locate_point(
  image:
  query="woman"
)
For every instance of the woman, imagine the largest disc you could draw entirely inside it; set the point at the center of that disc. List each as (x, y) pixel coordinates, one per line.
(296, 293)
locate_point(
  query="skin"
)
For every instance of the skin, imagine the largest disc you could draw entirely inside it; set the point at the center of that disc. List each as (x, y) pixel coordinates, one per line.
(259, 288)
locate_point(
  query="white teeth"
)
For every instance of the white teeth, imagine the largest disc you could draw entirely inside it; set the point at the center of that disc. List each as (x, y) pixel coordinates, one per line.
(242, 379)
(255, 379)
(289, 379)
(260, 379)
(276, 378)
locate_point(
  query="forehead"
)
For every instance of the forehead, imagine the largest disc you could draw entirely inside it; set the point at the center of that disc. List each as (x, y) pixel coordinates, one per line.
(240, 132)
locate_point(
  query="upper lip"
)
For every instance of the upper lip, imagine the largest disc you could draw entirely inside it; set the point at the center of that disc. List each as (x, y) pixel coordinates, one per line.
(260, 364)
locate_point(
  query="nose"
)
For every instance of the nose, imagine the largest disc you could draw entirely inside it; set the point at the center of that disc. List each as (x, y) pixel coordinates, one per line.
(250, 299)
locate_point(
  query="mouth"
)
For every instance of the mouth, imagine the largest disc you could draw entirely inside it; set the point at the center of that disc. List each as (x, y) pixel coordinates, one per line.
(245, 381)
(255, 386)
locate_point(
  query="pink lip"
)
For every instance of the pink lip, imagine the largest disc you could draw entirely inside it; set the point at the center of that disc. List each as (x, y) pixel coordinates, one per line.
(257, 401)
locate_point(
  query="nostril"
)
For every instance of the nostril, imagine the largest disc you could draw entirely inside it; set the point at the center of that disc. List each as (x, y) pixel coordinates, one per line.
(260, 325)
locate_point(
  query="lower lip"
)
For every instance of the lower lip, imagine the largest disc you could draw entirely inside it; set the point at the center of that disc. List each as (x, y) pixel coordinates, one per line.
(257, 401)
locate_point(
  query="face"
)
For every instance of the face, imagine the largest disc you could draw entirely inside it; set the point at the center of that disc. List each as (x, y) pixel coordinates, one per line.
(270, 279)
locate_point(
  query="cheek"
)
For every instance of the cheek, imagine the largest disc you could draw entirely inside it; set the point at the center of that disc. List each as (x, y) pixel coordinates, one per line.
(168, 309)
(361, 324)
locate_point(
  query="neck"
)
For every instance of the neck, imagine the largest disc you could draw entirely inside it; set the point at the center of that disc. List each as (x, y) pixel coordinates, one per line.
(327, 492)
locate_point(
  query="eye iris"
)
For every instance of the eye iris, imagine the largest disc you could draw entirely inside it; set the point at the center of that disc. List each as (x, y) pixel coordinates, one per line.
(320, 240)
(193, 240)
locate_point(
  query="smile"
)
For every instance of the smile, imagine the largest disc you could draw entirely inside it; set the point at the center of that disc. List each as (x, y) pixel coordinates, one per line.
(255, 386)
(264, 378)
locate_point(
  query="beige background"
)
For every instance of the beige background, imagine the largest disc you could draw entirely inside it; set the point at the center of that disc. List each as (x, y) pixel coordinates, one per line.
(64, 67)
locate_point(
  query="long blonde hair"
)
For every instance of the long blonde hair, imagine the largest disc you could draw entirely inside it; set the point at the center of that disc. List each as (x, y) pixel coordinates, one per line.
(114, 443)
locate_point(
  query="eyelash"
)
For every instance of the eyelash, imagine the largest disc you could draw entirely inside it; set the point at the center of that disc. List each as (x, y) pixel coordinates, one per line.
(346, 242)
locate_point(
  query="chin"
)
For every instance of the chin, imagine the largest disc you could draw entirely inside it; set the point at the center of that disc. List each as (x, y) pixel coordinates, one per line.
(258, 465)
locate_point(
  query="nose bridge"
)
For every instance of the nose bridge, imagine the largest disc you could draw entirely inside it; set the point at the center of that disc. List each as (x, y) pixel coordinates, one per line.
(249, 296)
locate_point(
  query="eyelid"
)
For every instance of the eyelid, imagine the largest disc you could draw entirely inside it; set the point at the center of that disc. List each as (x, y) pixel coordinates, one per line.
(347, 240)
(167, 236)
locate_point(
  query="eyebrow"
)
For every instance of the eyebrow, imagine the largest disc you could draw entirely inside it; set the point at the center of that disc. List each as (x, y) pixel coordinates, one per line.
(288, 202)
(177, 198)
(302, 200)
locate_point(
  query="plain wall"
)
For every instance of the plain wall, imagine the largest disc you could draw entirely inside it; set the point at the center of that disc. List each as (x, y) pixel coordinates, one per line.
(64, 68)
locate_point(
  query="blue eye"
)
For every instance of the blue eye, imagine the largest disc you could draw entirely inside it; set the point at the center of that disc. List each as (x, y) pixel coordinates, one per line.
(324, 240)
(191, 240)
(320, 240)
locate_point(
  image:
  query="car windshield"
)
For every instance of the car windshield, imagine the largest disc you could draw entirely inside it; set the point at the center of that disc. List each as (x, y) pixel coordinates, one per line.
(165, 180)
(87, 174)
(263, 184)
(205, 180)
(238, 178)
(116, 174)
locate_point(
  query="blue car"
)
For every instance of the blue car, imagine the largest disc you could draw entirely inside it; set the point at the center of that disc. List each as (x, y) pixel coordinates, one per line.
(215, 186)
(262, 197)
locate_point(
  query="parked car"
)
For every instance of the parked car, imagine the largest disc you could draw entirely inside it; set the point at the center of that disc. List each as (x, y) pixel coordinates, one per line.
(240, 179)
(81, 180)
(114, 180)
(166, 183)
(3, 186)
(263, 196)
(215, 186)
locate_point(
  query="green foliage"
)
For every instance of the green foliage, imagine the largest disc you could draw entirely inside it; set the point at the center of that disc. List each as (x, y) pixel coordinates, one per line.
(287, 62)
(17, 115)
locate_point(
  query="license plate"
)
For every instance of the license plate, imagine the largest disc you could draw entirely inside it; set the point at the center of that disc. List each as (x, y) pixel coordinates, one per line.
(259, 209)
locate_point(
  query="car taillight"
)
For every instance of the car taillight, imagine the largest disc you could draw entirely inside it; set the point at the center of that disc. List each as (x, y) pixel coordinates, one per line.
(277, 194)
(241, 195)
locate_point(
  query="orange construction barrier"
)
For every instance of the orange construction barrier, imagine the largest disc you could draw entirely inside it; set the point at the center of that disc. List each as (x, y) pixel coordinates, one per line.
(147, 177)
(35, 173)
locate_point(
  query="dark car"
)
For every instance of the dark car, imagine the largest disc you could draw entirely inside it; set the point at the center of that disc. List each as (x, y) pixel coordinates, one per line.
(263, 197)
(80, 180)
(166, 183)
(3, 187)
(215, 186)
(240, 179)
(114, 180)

_To do_: Give back every line of the material, exactly as written.

_Answer for the task_:
locate_point(
  image:
  query="woman"
)
For every instance of the woman, imagine the largest disc you could draw entirely inside it; set the point at the center of that disc. List each as (x, y) pixel coordinates, one per line.
(296, 293)
locate_point(
  query="skin"
)
For every instance of the skin, imagine the largest disc you could draw entirely inside it; set the point at the center of that disc. List each as (x, y) pixel coordinates, one per line.
(259, 288)
locate_point(
  query="white teeth"
)
For every instance of the white teeth, imagine the largest disc you could draw entirely inside it; set the point at the center of that disc. List each as (x, y) pixel coordinates, one per line.
(242, 379)
(255, 379)
(289, 379)
(260, 379)
(276, 378)
locate_point(
  query="forehead"
)
For every instance of the forehead, imagine the largest disc you could draw entirely inside it; set the point at the center of that disc. List each as (x, y) pixel coordinates, one per line.
(240, 132)
locate_point(
  query="upper lip"
)
For every instance of the upper lip, imagine the largest disc you could draw entirely inside it; set the point at the center of that disc. List each as (x, y) pixel coordinates, one per line.
(260, 364)
locate_point(
  query="nose"
)
For every instance of the nose, imagine the largest disc you could draw entirely inside it; set the point at the center of that disc. List each as (x, y) pixel coordinates, one per line.
(250, 299)
locate_point(
  query="mouth"
)
For every instance of the mouth, imagine the largest disc you could draw entirely inside it; set the point at the center of that disc. List each as (x, y) pixel coordinates, one per line.
(245, 381)
(255, 386)
locate_point(
  query="pink lip"
)
For every instance of the pink lip, imagine the largest disc you could draw entirely inside it; set the point at the center of that disc. List each as (x, y) pixel coordinates, one per line.
(257, 401)
locate_point(
  query="nostril"
)
For every instance of the nostril, imagine the largest disc you could draw entirely inside it; set the point at the center of that disc. List each as (x, y) pixel coordinates, one per line.
(260, 325)
locate_point(
  query="lower lip"
)
For every instance of the lower lip, imagine the largest disc you could draw entirely inside it; set the point at the center of that disc. List each as (x, y) pixel coordinates, one per line.
(257, 401)
locate_point(
  query="face"
)
For every instance of the face, imagine the largest disc you could draw entirely inside it; set the point at the center of that disc. List each as (x, y) pixel coordinates, one per line.
(270, 279)
locate_point(
  query="cheek"
)
For every instance of the cheek, imagine the largest disc you could draw entirely inside it; set the point at the center of that disc. List each as (x, y) pixel coordinates, one per line.
(168, 309)
(361, 324)
locate_point(
  query="neck"
)
For every instance of the neck, imagine the largest disc you could draw entirely inside it; set the point at the center of that disc. List each as (x, y) pixel coordinates, one per line.
(327, 492)
locate_point(
  query="eye iris"
)
For every instance of the eye iris, imagine the largest disc you could draw entirely inside it; set the point at the center of that disc. List each as (x, y) pixel coordinates, one per line.
(320, 240)
(193, 240)
locate_point(
  query="smile"
)
For every instance of the smile, imagine the largest disc you could draw entirely inside it; set the point at the center of that disc. List each as (x, y) pixel coordinates, one per line.
(255, 386)
(264, 378)
locate_point(
  query="beige background"
)
For every instance of the beige background, imagine the largest disc you could draw entirely inside it; set the point at the center of that disc. List each as (x, y) pixel coordinates, one per line.
(64, 67)
locate_point(
  query="long blonde hair"
)
For every instance of the long blonde hair, imagine the largest disc you could draw entirely inside it; set the point at the center of that disc. List each as (x, y) pixel coordinates, one per line.
(114, 443)
locate_point(
  query="eyelash"
)
For every instance of the eyelash, imagine the largest disc you could draw entirely inside it; set the point at the center of that disc. List each as (x, y) pixel coordinates, one per line.
(346, 242)
locate_point(
  query="chin"
)
For every instance of the chin, imagine the largest disc you could draw entirely inside it; set the point at the center of that disc. List each as (x, y) pixel coordinates, one per line.
(258, 465)
locate_point(
  query="nose bridge"
)
For every instance of the nose bridge, imagine the largest disc you could draw entirely inside it; set the point at the center of that disc. List each as (x, y) pixel coordinates, one per line.
(249, 296)
locate_point(
  query="eyelid"
)
For every instance of the eyelid, imagine the largest disc you could draw entirely inside it; set the point at the center of that disc. List each as (x, y) pixel coordinates, one per line.
(347, 240)
(167, 236)
locate_point(
  query="eyebrow"
)
For every instance of the eyebrow, imagine the largest disc you could draw entirely inside it; set the point at the center of that disc. List each as (x, y) pixel coordinates, one per line.
(288, 202)
(177, 198)
(302, 200)
locate_point(
  query="plain wall"
)
For every instance of the plain wall, imagine the largest disc you could draw entirely inside it; set the point at the center of that disc. List each as (x, y) pixel coordinates, one per line.
(64, 68)
locate_point(
  query="blue eye"
)
For every instance of the blue eye, imagine the largest disc you could draw entirely inside it; set the point at the center of that disc. List each as (x, y) pixel coordinates, one per line.
(324, 240)
(191, 240)
(320, 240)
locate_point(
  image:
  query="car windshield"
)
For every instance of the car windshield, imagine the largest disc you could draw entirely inside it; set the point at the center of that disc. List each as (x, y) pixel coordinates, one per line.
(165, 180)
(87, 174)
(263, 184)
(205, 180)
(238, 178)
(116, 174)
locate_point(
  query="blue car"
)
For every instance of the blue car, imagine the largest disc you could draw entirely inside it; set the point at the center of that disc. List each as (x, y) pixel coordinates, one per line.
(215, 186)
(262, 197)
locate_point(
  query="parked car"
)
For every instance of the parked car, imagine the largest disc you could draw entirely inside it; set the point at the center of that disc. List each as (x, y) pixel coordinates, one per line.
(240, 179)
(81, 180)
(114, 180)
(166, 183)
(3, 186)
(263, 196)
(215, 186)
locate_point(
  query="green foliage"
)
For every instance of the green foliage, imagine the largest disc you could draw entirely inside it; set the point at the center of that disc. List each as (x, y) pixel coordinates, one per line.
(287, 62)
(17, 115)
locate_point(
  query="license plate"
)
For every instance of the license plate, imagine the largest disc you could draw entirely inside it; set the point at the center of that disc. List each as (x, y) pixel coordinates, one per line.
(259, 209)
locate_point(
  query="car taillight"
)
For every instance of the car taillight, imagine the largest disc you could draw entirely inside it; set the point at the center of that disc. List each as (x, y) pixel coordinates, one per line.
(277, 194)
(241, 195)
locate_point(
  query="orange construction barrier"
)
For every instance of the orange construction barrier, imagine the largest disc you could draw entirely inside it; set the point at the center of that disc. List each as (x, y) pixel coordinates, one per line.
(147, 177)
(35, 173)
locate_point(
  query="dark car"
)
For every instance of the dark car, imagine the largest disc you could draw entirely inside it; set the point at the center of that disc. List each as (x, y) pixel coordinates, one per line.
(263, 197)
(80, 180)
(166, 183)
(3, 187)
(215, 186)
(240, 179)
(114, 180)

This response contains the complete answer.